Given records

....

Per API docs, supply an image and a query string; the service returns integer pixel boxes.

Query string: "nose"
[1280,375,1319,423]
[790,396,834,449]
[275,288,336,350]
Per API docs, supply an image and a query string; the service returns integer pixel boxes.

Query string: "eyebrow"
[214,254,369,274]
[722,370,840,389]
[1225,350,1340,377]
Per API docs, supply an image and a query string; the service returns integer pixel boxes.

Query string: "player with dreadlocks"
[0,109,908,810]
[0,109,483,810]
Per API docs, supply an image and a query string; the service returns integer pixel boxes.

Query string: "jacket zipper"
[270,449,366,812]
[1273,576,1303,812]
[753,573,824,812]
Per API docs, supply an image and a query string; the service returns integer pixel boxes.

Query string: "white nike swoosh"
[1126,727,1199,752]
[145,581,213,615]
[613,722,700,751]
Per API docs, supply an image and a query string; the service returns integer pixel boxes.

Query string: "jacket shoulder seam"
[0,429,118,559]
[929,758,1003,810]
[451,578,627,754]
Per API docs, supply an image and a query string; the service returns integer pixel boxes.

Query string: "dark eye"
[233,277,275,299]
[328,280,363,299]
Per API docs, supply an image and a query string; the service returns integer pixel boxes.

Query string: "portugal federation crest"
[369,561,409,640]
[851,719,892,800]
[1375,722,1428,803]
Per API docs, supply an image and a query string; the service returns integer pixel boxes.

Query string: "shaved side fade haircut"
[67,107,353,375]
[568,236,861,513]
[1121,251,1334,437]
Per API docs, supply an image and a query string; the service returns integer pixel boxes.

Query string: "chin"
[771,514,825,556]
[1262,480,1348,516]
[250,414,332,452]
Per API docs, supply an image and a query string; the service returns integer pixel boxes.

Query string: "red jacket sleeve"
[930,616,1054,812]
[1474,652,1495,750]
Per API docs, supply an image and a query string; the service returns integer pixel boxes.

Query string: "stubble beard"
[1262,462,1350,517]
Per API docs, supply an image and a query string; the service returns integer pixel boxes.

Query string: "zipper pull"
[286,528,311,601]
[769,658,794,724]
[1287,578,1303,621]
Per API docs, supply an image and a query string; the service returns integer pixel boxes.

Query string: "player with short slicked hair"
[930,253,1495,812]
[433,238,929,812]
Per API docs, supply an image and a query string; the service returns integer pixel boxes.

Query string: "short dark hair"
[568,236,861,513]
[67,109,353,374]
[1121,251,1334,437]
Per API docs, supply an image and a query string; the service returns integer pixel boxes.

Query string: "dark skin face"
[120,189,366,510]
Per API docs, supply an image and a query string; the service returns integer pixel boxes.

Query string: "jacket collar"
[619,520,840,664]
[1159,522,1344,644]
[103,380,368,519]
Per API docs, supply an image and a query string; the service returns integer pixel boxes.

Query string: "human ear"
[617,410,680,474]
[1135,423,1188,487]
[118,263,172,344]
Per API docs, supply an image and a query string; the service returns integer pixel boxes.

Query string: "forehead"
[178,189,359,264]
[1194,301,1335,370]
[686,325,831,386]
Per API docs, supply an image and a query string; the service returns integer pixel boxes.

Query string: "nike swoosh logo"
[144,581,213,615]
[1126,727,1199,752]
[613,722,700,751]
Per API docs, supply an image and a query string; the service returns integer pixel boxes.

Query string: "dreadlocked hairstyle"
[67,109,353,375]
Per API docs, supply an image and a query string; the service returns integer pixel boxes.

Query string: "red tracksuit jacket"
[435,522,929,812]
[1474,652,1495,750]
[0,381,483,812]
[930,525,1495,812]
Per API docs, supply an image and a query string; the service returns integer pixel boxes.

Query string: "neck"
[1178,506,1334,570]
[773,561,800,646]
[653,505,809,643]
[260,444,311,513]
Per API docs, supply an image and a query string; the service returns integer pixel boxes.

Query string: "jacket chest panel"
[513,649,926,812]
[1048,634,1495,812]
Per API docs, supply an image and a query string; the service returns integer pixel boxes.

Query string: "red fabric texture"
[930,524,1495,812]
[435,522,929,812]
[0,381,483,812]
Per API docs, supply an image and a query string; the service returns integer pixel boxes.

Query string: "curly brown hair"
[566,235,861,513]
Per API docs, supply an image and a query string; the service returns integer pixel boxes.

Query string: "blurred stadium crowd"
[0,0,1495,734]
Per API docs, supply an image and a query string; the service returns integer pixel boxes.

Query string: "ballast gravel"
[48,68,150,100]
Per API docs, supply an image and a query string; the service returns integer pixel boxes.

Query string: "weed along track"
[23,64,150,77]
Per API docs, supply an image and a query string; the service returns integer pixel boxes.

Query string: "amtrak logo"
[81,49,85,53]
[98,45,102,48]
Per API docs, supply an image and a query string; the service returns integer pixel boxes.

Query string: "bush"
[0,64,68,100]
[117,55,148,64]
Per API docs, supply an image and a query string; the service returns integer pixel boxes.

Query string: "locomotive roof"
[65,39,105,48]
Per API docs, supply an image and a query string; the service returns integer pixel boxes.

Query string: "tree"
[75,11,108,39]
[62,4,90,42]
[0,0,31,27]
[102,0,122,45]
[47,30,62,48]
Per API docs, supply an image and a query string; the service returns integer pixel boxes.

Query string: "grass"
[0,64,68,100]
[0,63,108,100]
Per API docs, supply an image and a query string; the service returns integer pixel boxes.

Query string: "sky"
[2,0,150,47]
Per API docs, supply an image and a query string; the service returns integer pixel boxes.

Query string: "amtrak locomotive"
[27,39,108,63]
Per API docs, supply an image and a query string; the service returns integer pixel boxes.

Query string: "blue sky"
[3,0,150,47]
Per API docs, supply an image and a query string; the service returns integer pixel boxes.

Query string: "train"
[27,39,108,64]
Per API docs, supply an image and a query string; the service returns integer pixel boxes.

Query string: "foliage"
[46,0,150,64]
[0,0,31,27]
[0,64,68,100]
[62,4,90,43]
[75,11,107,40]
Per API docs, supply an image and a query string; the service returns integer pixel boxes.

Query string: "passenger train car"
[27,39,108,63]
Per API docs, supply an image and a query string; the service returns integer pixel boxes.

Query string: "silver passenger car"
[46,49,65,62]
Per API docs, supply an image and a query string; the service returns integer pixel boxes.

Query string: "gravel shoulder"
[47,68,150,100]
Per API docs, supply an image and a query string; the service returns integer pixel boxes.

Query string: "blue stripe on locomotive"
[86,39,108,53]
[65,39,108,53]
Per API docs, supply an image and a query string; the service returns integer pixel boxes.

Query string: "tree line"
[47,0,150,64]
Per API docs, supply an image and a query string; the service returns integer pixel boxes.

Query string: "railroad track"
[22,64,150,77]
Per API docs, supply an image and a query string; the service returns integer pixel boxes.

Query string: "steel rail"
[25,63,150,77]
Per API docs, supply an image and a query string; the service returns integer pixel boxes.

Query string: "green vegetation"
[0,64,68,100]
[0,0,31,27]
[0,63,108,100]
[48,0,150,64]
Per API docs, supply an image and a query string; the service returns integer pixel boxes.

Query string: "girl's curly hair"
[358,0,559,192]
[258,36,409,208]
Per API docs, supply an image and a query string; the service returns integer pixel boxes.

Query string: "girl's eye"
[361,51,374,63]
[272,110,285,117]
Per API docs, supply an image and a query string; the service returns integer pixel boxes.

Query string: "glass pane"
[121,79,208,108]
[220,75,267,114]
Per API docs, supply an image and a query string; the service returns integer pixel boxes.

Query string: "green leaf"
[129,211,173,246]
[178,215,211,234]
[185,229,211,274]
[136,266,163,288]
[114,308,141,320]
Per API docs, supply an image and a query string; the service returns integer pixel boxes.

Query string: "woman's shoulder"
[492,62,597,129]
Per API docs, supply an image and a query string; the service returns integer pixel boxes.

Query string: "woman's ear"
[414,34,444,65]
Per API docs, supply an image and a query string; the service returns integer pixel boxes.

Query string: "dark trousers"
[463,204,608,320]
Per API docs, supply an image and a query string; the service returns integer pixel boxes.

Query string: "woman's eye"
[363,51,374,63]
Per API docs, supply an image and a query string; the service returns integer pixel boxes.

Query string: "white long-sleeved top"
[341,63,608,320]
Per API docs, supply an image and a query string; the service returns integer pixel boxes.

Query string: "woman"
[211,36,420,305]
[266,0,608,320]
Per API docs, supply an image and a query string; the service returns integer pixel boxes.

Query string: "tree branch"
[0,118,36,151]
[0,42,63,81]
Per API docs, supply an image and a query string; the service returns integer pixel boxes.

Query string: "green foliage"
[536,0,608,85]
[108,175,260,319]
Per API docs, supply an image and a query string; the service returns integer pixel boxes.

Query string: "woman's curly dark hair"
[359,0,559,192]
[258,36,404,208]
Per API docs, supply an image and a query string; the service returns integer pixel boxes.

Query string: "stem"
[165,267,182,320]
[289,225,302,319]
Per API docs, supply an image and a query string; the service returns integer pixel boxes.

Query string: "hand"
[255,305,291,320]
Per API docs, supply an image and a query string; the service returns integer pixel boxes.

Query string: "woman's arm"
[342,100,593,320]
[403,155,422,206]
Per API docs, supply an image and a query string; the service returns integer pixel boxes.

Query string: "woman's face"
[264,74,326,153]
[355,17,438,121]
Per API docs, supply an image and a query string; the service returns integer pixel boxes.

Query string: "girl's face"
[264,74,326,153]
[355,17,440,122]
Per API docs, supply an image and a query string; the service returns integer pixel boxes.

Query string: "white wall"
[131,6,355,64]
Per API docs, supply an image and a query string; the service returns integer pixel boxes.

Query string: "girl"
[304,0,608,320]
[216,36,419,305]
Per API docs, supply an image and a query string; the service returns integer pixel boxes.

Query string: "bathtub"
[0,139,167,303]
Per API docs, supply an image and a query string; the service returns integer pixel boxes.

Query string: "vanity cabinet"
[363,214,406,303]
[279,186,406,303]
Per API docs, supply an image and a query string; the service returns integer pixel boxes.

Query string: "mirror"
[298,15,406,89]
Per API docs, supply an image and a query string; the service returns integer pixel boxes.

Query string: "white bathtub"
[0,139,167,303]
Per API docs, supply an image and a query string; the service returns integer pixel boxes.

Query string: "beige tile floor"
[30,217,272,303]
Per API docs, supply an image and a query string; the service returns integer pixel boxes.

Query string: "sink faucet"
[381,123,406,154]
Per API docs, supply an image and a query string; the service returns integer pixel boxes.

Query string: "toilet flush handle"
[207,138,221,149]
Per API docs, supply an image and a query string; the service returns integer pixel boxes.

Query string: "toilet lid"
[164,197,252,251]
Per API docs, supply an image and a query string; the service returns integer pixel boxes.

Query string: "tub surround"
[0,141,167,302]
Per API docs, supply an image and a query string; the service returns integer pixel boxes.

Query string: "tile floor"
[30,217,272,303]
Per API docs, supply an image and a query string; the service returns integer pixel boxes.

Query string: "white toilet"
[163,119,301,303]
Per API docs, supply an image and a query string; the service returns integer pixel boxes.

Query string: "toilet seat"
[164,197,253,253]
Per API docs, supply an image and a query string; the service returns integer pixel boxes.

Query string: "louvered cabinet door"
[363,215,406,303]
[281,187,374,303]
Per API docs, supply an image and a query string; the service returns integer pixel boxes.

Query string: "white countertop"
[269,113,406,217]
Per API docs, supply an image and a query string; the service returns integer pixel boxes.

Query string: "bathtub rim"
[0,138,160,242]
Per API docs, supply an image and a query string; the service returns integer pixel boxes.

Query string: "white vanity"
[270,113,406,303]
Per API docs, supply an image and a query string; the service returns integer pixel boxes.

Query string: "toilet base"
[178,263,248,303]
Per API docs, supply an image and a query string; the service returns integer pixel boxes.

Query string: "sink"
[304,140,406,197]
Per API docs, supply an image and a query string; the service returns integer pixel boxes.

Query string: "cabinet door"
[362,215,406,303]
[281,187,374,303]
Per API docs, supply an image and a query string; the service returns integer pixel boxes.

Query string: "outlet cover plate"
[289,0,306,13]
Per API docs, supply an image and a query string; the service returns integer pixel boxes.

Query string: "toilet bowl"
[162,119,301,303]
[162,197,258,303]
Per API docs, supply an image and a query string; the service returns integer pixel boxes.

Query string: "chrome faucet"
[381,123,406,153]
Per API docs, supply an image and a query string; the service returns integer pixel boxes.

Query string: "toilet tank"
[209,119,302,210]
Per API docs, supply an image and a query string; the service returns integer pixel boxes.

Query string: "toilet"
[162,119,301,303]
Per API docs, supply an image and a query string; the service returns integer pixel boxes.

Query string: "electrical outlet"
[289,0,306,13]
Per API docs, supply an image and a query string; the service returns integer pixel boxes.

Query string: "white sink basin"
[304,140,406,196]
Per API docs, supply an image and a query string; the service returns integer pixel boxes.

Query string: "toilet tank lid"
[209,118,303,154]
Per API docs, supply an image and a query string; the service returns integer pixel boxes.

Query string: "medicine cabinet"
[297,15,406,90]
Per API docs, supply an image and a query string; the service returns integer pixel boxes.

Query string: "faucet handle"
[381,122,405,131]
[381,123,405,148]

....

Exercise objective
Rewrite the stretch of entries from the start through the line containing "[753,573,824,812]", switching every "pixel boxes" to "pixel rectangles" and leaving everything else unchanged.

Task solution
Per API docs, supply an image and a query string; the service returns integer pixel rectangles.

Query string: "nose"
[1280,375,1319,423]
[790,396,834,449]
[275,288,336,350]
Per API docs, supply an image and a query string; the service returns integer pixel rectangles.

Query string: "eyebrow"
[214,254,369,274]
[722,370,840,389]
[1225,350,1340,377]
Per API docs, supply an image and a query string; the service returns integer pixel rectangles.

Query string: "player with dreadlocks"
[0,109,908,810]
[0,109,483,810]
Per API docs, supply an image and a query string; the service returns integer pixel rectangles.

Query string: "jacket zipper"
[270,449,366,812]
[1273,576,1303,812]
[753,573,824,812]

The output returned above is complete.